# [Essayez]
Reprenez l'article sur les premiers assistants sexuels formés en Suisse romande et poursuivez-le à partir de sa dernière phrase.

# [Extrait du texte]
◆ ◆ ◆

Skip to content

Le Courrier L'essentiel, autrement

Je m'abonne

ASSISTANTS SEXUELS EN TERRES ROMANDES

HANDICAP – Accompagner sensuellement et sexuellement les personnes en situation de handicap qui le désirent. Telle est la mission des premiers assistant-e-s sexuels de Suisse romande, qui viennent de terminer leur formation. La fin d’un tabou, et une première en Europe francophone.

Le 13 juin dernier à Lausanne, l’émotion était perceptible à l’heure de la cérémonie de remise des diplômes des dix premiers assistant-e-s sexuels formés en Suisse romande, à l’initiative de l’association «Sexualité et Handicaps pluriels» (www.sehp.ch). L’association travaille en effet depuis plus de vingt ans de manière globale pour apporter des réponses à ce besoin essentiel et «simplement humain» qu’est la sexualité, pour les personnes handicapées comme pour l’ensemble de la population.

◆ ◆ ◆

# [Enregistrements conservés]
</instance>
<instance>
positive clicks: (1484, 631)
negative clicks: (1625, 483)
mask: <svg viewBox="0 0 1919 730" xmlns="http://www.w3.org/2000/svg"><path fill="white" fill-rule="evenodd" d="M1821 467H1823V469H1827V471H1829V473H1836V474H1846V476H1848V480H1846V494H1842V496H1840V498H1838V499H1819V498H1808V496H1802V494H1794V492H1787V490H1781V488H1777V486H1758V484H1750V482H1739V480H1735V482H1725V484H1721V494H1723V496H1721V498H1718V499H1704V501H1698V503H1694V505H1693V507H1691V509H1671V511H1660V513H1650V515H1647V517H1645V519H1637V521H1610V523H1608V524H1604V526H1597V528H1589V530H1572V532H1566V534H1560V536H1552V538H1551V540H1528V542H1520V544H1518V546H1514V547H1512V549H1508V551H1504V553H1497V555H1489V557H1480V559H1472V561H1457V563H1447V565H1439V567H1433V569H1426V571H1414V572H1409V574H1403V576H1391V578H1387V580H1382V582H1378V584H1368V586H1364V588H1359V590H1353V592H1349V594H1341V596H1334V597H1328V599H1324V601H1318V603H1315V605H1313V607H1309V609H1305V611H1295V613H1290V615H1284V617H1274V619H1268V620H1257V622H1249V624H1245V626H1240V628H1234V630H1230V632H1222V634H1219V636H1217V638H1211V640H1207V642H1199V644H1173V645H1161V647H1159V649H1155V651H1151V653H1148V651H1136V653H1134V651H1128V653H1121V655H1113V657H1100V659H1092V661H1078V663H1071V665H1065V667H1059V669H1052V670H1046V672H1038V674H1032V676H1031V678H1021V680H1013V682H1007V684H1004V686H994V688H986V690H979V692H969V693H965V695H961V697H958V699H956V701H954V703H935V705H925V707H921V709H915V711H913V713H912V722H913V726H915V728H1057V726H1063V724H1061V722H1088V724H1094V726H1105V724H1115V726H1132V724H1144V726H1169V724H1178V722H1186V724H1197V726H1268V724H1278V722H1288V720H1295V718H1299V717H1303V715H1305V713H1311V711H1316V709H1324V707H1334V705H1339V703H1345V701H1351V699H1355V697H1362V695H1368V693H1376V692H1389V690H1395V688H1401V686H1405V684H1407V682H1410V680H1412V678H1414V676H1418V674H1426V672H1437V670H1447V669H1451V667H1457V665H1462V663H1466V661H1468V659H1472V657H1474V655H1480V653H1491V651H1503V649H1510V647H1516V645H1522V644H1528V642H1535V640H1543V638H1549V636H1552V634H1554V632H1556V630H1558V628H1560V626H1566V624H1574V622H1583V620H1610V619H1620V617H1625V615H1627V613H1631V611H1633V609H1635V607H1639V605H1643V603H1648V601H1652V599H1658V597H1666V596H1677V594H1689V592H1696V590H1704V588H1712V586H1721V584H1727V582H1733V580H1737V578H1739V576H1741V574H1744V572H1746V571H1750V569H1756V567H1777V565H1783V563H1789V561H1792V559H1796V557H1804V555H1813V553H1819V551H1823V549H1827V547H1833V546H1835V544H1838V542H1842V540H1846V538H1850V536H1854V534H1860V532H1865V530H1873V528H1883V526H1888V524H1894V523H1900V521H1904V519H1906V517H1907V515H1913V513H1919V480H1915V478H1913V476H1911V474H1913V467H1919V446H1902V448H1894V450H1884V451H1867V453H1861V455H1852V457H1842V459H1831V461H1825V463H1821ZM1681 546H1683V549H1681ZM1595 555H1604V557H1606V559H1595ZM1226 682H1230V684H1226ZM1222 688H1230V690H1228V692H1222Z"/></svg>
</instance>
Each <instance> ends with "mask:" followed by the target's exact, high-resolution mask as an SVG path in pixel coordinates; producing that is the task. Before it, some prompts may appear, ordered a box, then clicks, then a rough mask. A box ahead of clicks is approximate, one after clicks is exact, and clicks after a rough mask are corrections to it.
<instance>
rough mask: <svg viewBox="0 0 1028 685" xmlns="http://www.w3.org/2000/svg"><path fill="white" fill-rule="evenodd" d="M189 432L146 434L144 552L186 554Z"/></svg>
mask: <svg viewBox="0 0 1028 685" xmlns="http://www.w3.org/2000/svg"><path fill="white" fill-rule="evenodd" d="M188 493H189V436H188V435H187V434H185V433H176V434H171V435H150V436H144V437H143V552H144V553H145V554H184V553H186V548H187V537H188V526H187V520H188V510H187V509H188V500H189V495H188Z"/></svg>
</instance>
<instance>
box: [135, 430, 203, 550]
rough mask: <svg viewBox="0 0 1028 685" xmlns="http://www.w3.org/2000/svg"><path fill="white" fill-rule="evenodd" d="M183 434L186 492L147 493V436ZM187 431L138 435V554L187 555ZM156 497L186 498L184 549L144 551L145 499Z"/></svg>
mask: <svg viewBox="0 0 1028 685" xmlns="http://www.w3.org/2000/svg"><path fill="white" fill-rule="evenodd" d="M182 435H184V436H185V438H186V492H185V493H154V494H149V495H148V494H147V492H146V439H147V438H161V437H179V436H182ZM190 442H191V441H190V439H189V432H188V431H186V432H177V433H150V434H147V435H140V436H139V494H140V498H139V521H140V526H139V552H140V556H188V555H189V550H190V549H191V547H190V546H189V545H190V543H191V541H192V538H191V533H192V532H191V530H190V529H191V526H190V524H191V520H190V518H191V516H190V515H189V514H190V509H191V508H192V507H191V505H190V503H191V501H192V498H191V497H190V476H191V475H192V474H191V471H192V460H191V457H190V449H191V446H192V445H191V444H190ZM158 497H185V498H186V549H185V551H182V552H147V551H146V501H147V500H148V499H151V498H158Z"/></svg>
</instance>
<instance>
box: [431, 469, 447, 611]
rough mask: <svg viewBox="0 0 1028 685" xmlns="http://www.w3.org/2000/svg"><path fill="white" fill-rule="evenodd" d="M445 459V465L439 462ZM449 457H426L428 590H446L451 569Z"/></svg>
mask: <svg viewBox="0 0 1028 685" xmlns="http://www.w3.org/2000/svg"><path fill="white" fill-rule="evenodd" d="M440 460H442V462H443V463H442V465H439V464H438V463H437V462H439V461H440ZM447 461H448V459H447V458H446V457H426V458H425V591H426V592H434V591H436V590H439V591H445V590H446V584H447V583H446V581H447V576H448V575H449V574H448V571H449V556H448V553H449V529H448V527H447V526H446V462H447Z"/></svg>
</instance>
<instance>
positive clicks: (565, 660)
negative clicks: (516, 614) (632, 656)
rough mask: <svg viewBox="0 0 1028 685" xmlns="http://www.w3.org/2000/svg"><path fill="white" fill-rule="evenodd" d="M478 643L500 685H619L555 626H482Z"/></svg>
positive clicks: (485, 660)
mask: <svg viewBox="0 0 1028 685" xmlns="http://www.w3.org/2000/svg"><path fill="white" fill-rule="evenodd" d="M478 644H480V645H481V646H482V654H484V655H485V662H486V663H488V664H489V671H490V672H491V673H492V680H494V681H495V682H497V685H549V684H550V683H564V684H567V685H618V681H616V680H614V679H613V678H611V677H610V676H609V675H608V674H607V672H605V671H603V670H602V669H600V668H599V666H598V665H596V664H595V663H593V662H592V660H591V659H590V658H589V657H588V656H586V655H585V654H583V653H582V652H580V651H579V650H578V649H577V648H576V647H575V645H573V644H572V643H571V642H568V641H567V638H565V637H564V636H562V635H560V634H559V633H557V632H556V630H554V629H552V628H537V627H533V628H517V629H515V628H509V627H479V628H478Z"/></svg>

◆ ◆ ◆

# [Réponse]
«Il y a vingt ans, on n’osait pas y penser», témoigne au sujet de l’assistance sexuelle la présidente Catherine Agthe Diserens, qui remercie au passage les nombreux partenaires, parmi lesquels INSOS (la faîtière des institutions pour personnes handicapées), Pro Infirmis, la Fondation suisse des paraplégiques, des associations d’entraide comme l’ASRIM (personnes myopathes) ou Insieme (parents d’enfants mentalement handicapés), et même la paroisse de Nyon qui a prêté des locaux.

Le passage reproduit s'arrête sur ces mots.